→ **TRABALHO PEDIDO**
- 1) Transcreva o trecho do texto sobre os rankings que começa em "Rankings, exames nacionais" e termina em "que há memória.".
- 2) No texto sobre os rankings, qual é o único outro indicador de educação em Portugal com que se pode contar de forma continuada e consistente?

→ **TEXTO FORNECIDO**
● ● ● ● ● ● ●
Rankings, exames nacionais e a Lei de Gresham

Ao longo destes mais de 20 anos, os rankings foram dos instrumentos com maior impacto no sistema de que há memória.

Ainda que com notável atraso, temos finalmente divulgados os rankings dos exames de 2021. São os vigésimos primeiros; odiados por muitos, defendidos por poucos, são, apesar de tudo, 22 anos de contínua e consistente divulgação de informação e indicadores úteis sobre uma dimensão importante dos resultados da educação em Portugal. Não é um feito de somenos: a par da taxa de abandono escolar precoce (jovens que abandonam o sistema educativo sem o secundário completo), os rankings são o único indicador de educação em Portugal com que podemos contar de forma continuada e consistente. Porém, enquanto a taxa de abandono precoce é uma medida muito estimada por especialistas e governos e ignorada pela população em geral (incluindo as escolas e os professores), os rankings são vilipendiados por todos, mas seguidos com a maior atenção no recato das suas casas.
● ● ● ● ● ● ●
→ **CONJUNTO DE REGISTOS**
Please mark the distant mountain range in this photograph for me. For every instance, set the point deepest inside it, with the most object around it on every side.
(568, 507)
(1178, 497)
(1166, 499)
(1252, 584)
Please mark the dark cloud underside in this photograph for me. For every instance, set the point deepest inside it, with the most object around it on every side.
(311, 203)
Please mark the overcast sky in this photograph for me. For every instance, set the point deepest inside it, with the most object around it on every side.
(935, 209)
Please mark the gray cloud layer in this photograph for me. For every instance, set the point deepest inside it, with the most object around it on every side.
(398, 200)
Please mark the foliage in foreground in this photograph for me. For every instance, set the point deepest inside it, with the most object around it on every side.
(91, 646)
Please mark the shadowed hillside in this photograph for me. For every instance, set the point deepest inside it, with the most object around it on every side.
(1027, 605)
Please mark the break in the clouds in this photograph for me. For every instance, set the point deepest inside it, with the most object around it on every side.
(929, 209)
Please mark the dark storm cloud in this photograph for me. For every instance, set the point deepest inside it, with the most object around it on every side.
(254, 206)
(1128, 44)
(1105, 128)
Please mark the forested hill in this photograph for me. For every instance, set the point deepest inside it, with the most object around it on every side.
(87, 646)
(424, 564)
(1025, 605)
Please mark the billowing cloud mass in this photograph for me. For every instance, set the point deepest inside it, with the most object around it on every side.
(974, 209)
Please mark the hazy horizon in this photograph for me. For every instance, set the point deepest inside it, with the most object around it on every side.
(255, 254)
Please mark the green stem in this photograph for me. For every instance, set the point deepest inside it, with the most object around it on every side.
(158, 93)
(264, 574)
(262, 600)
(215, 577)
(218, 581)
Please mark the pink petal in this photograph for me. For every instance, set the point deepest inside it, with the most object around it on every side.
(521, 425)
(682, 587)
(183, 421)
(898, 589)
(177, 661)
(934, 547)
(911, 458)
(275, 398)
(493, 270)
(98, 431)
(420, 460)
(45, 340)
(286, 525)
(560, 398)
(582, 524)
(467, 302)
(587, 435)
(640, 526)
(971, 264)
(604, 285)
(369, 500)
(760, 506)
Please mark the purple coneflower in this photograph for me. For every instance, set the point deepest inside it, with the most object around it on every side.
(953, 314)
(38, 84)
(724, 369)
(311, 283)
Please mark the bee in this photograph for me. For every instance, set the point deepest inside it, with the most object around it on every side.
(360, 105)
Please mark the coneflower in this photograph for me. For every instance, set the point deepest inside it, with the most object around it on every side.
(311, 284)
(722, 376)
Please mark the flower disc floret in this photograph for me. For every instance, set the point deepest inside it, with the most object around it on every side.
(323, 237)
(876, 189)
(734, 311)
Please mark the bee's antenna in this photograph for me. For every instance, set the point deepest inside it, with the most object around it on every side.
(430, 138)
● ● ● ● ● ● ●
→ **RESPOSTAS ÀS TAREFAS**
- 1)
Rankings, exames nacionais e a Lei de Gresham

Ao longo destes mais de 20 anos, os rankings foram dos instrumentos com maior impacto no sistema de que há memória.

- 2) A taxa de abandono escolar precoce.